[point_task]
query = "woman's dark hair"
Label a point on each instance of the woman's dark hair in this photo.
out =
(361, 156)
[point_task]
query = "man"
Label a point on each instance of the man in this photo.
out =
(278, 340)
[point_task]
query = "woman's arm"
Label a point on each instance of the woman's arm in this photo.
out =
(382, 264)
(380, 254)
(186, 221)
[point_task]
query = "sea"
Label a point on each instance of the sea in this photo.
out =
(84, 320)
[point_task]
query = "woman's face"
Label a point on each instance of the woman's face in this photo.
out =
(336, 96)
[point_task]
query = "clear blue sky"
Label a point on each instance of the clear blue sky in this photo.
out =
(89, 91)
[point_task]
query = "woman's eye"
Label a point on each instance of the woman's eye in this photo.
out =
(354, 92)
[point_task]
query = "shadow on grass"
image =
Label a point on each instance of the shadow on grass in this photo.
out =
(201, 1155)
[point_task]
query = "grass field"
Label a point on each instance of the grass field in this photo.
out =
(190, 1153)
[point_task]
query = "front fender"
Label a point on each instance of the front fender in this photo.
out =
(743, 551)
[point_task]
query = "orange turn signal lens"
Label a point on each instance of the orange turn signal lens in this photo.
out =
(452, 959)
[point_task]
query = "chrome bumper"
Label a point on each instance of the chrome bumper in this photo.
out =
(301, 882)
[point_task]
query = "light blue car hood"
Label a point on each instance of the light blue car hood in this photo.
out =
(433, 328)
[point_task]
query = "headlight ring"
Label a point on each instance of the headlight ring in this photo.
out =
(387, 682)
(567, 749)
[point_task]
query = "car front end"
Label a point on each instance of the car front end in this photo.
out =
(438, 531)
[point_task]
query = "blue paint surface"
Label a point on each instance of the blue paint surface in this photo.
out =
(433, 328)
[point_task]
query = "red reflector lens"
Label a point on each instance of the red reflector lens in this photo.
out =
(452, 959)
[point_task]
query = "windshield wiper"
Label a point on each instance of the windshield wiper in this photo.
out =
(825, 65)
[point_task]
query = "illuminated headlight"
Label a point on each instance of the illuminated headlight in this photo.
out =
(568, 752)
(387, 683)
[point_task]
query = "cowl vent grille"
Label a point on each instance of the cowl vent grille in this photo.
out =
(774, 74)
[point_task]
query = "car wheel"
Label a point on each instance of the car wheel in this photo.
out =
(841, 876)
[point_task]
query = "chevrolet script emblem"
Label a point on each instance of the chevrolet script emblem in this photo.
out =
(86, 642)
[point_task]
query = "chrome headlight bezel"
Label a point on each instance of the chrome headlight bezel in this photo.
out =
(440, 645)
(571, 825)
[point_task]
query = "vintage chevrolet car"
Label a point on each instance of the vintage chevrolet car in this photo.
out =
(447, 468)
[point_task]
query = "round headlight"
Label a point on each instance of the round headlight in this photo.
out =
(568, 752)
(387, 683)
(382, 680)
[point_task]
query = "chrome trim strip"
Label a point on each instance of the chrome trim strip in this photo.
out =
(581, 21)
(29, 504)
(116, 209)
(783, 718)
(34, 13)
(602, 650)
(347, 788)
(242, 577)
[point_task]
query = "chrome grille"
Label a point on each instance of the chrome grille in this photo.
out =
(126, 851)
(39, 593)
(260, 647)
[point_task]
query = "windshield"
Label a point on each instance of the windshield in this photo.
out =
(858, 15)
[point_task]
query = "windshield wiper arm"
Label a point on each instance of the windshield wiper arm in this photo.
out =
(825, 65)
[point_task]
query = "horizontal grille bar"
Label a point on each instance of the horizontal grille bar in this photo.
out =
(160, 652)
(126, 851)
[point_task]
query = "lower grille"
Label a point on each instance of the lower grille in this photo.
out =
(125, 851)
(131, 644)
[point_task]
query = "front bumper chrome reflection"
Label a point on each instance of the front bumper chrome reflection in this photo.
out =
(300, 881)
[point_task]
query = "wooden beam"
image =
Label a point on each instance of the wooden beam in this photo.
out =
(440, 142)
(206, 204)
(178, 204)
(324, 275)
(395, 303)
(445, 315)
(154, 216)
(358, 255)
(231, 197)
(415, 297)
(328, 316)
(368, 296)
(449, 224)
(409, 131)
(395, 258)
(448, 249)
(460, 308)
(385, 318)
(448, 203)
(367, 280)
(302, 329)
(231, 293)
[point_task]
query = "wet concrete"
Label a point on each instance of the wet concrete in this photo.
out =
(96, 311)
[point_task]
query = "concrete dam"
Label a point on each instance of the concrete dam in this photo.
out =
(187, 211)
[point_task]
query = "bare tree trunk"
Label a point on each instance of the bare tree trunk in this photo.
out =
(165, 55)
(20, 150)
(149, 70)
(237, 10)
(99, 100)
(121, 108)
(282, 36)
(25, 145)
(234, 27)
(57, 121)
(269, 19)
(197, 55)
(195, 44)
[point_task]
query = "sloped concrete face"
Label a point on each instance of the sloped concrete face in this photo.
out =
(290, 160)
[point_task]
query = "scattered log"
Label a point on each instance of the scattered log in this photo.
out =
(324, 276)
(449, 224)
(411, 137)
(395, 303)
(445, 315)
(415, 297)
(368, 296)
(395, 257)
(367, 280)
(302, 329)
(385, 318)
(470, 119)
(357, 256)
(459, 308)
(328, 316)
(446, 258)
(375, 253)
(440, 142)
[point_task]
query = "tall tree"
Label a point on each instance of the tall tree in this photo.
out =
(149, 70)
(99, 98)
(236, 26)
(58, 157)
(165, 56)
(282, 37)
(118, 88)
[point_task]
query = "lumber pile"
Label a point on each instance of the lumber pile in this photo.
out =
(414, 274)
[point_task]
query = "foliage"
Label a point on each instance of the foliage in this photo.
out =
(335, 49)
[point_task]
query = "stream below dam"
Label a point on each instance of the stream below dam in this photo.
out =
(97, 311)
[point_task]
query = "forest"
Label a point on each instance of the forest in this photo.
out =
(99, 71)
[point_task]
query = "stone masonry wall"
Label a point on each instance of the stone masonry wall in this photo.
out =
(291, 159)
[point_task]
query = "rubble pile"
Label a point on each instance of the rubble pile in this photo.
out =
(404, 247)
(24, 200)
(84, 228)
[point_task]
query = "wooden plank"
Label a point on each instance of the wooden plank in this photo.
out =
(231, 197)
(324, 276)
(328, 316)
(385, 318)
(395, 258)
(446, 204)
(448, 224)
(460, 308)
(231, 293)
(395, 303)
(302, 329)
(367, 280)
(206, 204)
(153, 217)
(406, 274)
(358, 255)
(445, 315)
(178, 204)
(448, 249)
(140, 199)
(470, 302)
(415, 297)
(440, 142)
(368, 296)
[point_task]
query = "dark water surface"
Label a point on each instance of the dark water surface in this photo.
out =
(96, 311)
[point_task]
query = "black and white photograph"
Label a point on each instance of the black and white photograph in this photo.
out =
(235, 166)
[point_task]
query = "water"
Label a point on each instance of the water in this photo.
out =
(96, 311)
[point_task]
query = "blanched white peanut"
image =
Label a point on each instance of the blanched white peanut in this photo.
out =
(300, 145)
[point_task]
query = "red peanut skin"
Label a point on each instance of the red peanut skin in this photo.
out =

# [Aim]
Restate the records, all of them, precisely as written.

# [Answer for this exercise]
[point_task]
query = "woman's dark hair"
Label a point on each instance of the woman's dark hair in this photo.
out =
(361, 156)
[point_task]
query = "man"
Label a point on each instance of the man in this photo.
out =
(278, 340)
[point_task]
query = "woman's arm"
Label a point on each instance of the woman's arm in this photo.
out =
(382, 264)
(380, 254)
(186, 221)
[point_task]
query = "sea"
Label a point on each instance of the sea in this photo.
out =
(84, 320)
[point_task]
query = "woman's face"
Label a point on each instance of the woman's face in this photo.
out =
(336, 96)
[point_task]
query = "clear blue sky"
Label a point on each instance of the clear blue sky in this photo.
out =
(89, 91)
[point_task]
query = "woman's eye"
Label a point on each instance of the woman's eye in this photo.
out =
(354, 92)
[point_task]
query = "shadow on grass"
image =
Label a point on each instance of the shadow on grass in this photo.
out =
(201, 1155)
[point_task]
query = "grass field"
Label a point on each instance of the grass field in this photo.
out =
(190, 1153)
[point_task]
query = "front fender"
Label a point on each instance of the front fender in this photo.
out =
(743, 551)
[point_task]
query = "orange turn signal lens"
Label a point on each instance of the orange turn signal lens in this photo.
out =
(452, 959)
[point_task]
query = "chrome bumper"
Label a point on each instance of the chrome bumper in this photo.
out =
(301, 882)
[point_task]
query = "light blue car hood"
Label a point on each instance of the light blue car hood in this photo.
out =
(433, 328)
[point_task]
query = "headlight ring"
Label a point on each instance of the headlight ring in this photo.
out =
(387, 682)
(567, 749)
[point_task]
query = "car front end"
Label a point on each instance of the car front end in this photo.
out =
(438, 531)
[point_task]
query = "blue paint surface"
Label a point on each instance of the blue paint surface in this photo.
out =
(433, 328)
[point_task]
query = "red reflector lens"
Label a point on each instance of the red reflector lens in this photo.
out =
(452, 959)
[point_task]
query = "windshield wiper"
Label a point on each instance of the windshield wiper in this photo.
out =
(825, 65)
[point_task]
query = "illuminated headlight"
Label a point on each instance of the illuminated headlight in this photo.
out =
(568, 752)
(387, 683)
[point_task]
query = "cowl vent grille"
Label a point on each instance of the cowl vent grille in this photo.
out =
(774, 74)
[point_task]
query = "car wheel"
Label a point on each instance of the car wheel in this photo.
out =
(841, 876)
[point_task]
query = "chevrolet script emblem"
Label a point on each instance of the chevrolet script emblem in this photo.
out =
(86, 642)
[point_task]
query = "chrome headlight bezel"
Label a point on each instance of the chrome headlight bezel in this photo.
out =
(440, 645)
(571, 825)
[point_task]
query = "vintage chevrolet car"
Label a point on each instance of the vintage chevrolet car in this photo.
out =
(447, 468)
[point_task]
query = "round headlight"
Label a point on each instance of the round headlight in this photo.
out =
(568, 752)
(387, 683)
(382, 680)
[point_task]
query = "chrome trim strip"
Label a point on each instance of the chrome trim strip in this photo.
out =
(581, 21)
(29, 504)
(116, 209)
(783, 718)
(34, 13)
(602, 650)
(347, 788)
(242, 577)
[point_task]
query = "chrome grille"
Label a point on each instance of the chrome grille in this photo.
out =
(126, 851)
(39, 593)
(260, 647)
[point_task]
query = "windshield"
Label a point on each instance of the windshield in this photo.
out =
(858, 15)
[point_task]
query = "windshield wiper arm"
Label a point on each instance of the windshield wiper arm in this photo.
out =
(825, 65)
[point_task]
query = "horizontal grille bar"
Label a point on each instance of the horizontal grille bar in this photo.
out =
(160, 652)
(126, 851)
[point_task]
query = "lower grille"
Label a point on each instance of the lower grille in this photo.
out =
(125, 851)
(131, 644)
[point_task]
query = "front bumper chrome reflection"
Label a point on each instance of the front bumper chrome reflection in this photo.
out =
(300, 881)
[point_task]
query = "wooden beam"
image =
Label a point on each instance of the wooden beam in this photo.
out =
(440, 142)
(206, 204)
(178, 204)
(324, 275)
(395, 303)
(445, 315)
(154, 216)
(358, 255)
(231, 197)
(415, 297)
(328, 316)
(368, 296)
(449, 224)
(409, 131)
(395, 258)
(448, 249)
(460, 308)
(385, 318)
(448, 203)
(367, 280)
(302, 329)
(231, 293)
[point_task]
query = "wet concrete"
Label a point on each instance of the wet concrete in this photo.
out =
(96, 311)
[point_task]
query = "concrete dam"
Label a point on each instance of the concrete dam in this photo.
out =
(187, 211)
[point_task]
query = "bare tree trunk"
Label a point on each instance of the bare tree trunk in this photo.
out =
(165, 55)
(20, 150)
(149, 70)
(237, 10)
(99, 100)
(121, 108)
(282, 36)
(25, 145)
(234, 27)
(57, 121)
(269, 19)
(197, 55)
(195, 44)
[point_task]
query = "sloped concrete face"
Label a point on each instance of the sloped concrete face in this photo.
out =
(290, 160)
[point_task]
query = "scattered log"
Label a point on each instance of the scattered log in this photo.
out =
(324, 276)
(449, 224)
(411, 137)
(395, 303)
(445, 315)
(415, 297)
(368, 296)
(395, 257)
(367, 280)
(302, 329)
(385, 318)
(470, 119)
(357, 256)
(459, 308)
(328, 316)
(446, 258)
(375, 253)
(440, 142)
[point_task]
query = "tall tree"
Label a point on each instance of the tall tree in this photo.
out =
(149, 70)
(99, 98)
(236, 26)
(58, 157)
(165, 56)
(282, 37)
(118, 88)
[point_task]
query = "lumber pile"
Label a point on each instance of the lumber pile in this photo.
out =
(414, 274)
[point_task]
query = "foliage"
Label a point on each instance of the foliage in this photo.
out =
(335, 49)
[point_task]
query = "stream below dam"
Label a point on each instance of the stream below dam in this photo.
out =
(97, 311)
[point_task]
query = "forest"
Label a point on each instance of the forest in this photo.
out =
(99, 71)
[point_task]
query = "stone masonry wall"
Label a point on each instance of the stone masonry wall in this photo.
out =
(291, 159)
[point_task]
query = "rubble pile"
Label a point on each instance of the rubble pile in this photo.
out =
(404, 247)
(24, 200)
(84, 228)
[point_task]
query = "wooden plank"
Label a point on each instance of the wooden plank in this photo.
out =
(231, 197)
(324, 276)
(328, 316)
(385, 318)
(395, 258)
(446, 204)
(448, 224)
(460, 308)
(231, 293)
(395, 303)
(302, 329)
(367, 280)
(206, 204)
(153, 217)
(406, 274)
(358, 255)
(445, 315)
(178, 204)
(448, 249)
(140, 199)
(470, 302)
(415, 297)
(440, 142)
(368, 296)
[point_task]
query = "dark water surface"
Label a point on each instance of the dark water surface in this photo.
out =
(96, 311)
[point_task]
query = "black and white photograph"
Label a point on each instance of the black and white photograph in this photo.
out =
(235, 166)
[point_task]
query = "water"
Label a point on each instance of the water in this photo.
out =
(96, 311)
[point_task]
query = "blanched white peanut"
image =
Label a point on each instance of the blanched white peanut in this photo.
out =
(300, 145)
[point_task]
query = "red peanut skin"
Label a point on each instance of the red peanut skin in this photo.
out =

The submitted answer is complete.